__Passage__
____

In recent years, the spectroscopy and optical properties of chromium single-doped and chromium/rare-earth (RE) co-doped have been extensively studied^1–5 due to their advantages.^6,7 Chromium is a transition metal (TM) with many different valence states.^8–10 In the glass networks, it often exists in the trivalent state Cr³⁺,^1–5,8 which can emit radiation in the visible (VIS), near-infrared (NIR) regions under different excitation wavelengths.^5,11,12 Also, the ⁴T_1g(F) → ⁴A_2g, ⁴T_2g(F) → ⁴A_2g, ²T_1g → ⁴A_2g, ²T_2g → ⁴A_2g and ²E → ⁴A_2g transitions of Cr³⁺ can be combined with Yb³⁺ to generate the VIS, NIR emission spectra.^5,13,14 In 2001, H. U. Güdel et al.¹⁵ confirmed that Cr³⁺, in association with Yb³⁺, creates VIS emission in the wavelength range from 400 to 700 nm.¹⁶ Moreover, our recent study¹⁷ showed that the Cr³⁺/Yb³⁺ co-doped in the glasses generates emission spectra in the wavelength regions of 420–700 nm, 660–860 nm, and 970–1150 nm corresponding to the excitations 358, 488, and 690 nm LD. Since then, we have been interested in enhancing emissions and optical properties of Cr³⁺/Yb³⁺ co-doped in the glasses.^17,18 To this aim, embedding the coinage ions (such as, Ag⁺, Cu⁺ ions) into the glass through the ion exchange process^20–22 is one of the different solutions which brought about positive results.^3,12,19 In fact, the ion exchange process between coinage ions and alkali ions has many advantages compared with other traditional methods.²¹ For example, in many previous researches^22–24 as well as in our recent work,²⁵ it was shown that the coinage ions introduced by the ion exchange processes could significantly affect the optical properties of the glasses such as the refractive index, the optical density, the near-infrared emission spectrum, or even chemically strengthen the glasses^26,27 as well as modify glass structure.²⁸

Through the ion exchange process, the Cu⁺ and Cu²⁺ ions, as well as Ag⁺ ions, could be ejected into the surfaces of the glasses,^{22,24,29–32} then become neutral copper or/and silver atoms and grow into copper or/and silver nanoparticles (CuNPs or/and AgNPs).^24,29,32 Therefore, the ion exchange process between copper or/and silver cations and alkali cations to enhance the luminescence of Cr³⁺/RE³⁺ co-doped has been studied in recent times.^21,29,33 In this paper, we study the influences of the ion exchange process between copper and potassium on the optical bandgaps and spectroscopic properties of Cr³⁺/Yb³⁺ co-doped in 45SiO₂–20Al₂O₃–12.5LaF₃–10BaF₂–9K₂O–1Cr₂O₃–2.5Yb₂O₃ lanthanum aluminosilicate glasses. We calculated the values of both the direct and indirect optical bandgaps and figured out its manner of dependence on the salt concentration ratios between CuSO₄:K₂SO₄. Besides, the energy transfer mechanism between Cu⁺ and Cu²⁺ ions with Cr³⁺, Yb³⁺ ions was also proposed and discussed.

____

__Excerpt from a dataset__
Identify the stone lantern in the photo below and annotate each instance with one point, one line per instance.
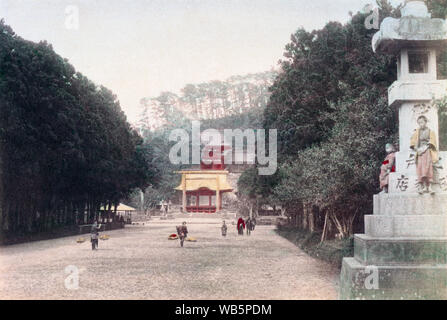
(403, 253)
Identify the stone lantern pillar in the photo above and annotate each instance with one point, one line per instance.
(403, 253)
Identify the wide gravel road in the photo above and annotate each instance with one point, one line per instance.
(139, 262)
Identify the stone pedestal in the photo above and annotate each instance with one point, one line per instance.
(403, 253)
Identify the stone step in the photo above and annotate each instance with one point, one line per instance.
(399, 251)
(405, 226)
(410, 204)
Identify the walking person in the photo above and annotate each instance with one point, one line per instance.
(94, 235)
(248, 223)
(224, 229)
(182, 232)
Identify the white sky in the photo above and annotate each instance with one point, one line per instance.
(138, 48)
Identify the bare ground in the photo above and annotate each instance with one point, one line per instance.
(139, 262)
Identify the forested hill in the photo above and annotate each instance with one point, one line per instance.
(66, 147)
(236, 95)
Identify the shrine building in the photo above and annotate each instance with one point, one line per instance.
(202, 189)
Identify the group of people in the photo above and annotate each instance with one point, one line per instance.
(248, 224)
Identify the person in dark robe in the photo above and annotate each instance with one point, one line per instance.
(248, 224)
(240, 226)
(182, 232)
(94, 235)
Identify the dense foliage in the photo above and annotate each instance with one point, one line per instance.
(66, 146)
(330, 107)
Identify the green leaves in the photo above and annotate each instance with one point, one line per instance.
(65, 143)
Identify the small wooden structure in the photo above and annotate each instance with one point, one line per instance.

____

__Aim__
According to the passage on Cr³⁺/Yb³⁺ co-doped glasses, why has ion exchange between copper or silver cations and alkali cations been studied as a way to enhance Cr³⁺/RE³⁺ luminescence? Answer in one to three sentences.

__Solution to this task__
Through ion exchange, Cu⁺, Cu²⁺ and Ag⁺ ions can be ejected into the surfaces of the glasses. There they become neutral copper or silver atoms and grow into copper or silver nanoparticles (CuNPs or AgNPs). For this reason, the process has recently been studied to enhance the luminescence of Cr³⁺/RE³⁺ co-doped glasses.